Data supplied

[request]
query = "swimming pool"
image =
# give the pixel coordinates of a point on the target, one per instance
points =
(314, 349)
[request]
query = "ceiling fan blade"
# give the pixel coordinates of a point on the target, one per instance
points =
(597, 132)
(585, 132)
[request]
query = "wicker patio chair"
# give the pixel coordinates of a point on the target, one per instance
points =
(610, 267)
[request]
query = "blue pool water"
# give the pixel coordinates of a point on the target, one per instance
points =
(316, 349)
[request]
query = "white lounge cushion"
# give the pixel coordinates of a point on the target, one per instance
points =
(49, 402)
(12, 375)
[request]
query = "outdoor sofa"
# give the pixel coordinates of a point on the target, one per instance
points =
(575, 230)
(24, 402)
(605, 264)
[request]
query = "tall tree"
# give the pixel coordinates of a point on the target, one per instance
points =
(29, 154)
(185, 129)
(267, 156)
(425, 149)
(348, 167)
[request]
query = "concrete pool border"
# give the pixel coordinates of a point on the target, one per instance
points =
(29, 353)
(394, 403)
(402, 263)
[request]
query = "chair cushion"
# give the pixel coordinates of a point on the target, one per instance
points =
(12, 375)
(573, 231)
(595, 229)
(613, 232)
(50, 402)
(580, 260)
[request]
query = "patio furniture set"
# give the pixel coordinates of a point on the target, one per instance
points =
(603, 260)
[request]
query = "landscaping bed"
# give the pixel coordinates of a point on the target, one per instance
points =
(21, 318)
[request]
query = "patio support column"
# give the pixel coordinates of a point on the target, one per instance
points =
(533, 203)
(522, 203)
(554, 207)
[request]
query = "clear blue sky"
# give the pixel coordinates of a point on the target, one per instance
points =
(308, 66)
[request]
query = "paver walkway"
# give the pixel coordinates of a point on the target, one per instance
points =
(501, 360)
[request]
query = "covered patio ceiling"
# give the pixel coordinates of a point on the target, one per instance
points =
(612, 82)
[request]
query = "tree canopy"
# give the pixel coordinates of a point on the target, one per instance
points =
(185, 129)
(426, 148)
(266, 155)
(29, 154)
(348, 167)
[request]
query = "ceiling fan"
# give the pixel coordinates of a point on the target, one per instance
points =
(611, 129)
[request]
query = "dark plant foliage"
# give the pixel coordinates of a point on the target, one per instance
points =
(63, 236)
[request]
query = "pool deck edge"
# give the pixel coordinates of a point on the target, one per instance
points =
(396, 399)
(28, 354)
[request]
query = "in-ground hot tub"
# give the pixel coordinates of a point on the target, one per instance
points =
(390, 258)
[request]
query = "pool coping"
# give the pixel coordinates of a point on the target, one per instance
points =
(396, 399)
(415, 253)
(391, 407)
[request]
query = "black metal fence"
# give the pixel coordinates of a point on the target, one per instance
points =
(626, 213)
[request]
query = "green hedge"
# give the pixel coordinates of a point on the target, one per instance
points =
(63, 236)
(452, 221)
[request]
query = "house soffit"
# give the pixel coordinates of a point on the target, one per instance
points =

What the task asks
Show every line from the entries above in which the word "chair" appears.

Solved problem
query = "wicker patio chair"
query = "chair cushion"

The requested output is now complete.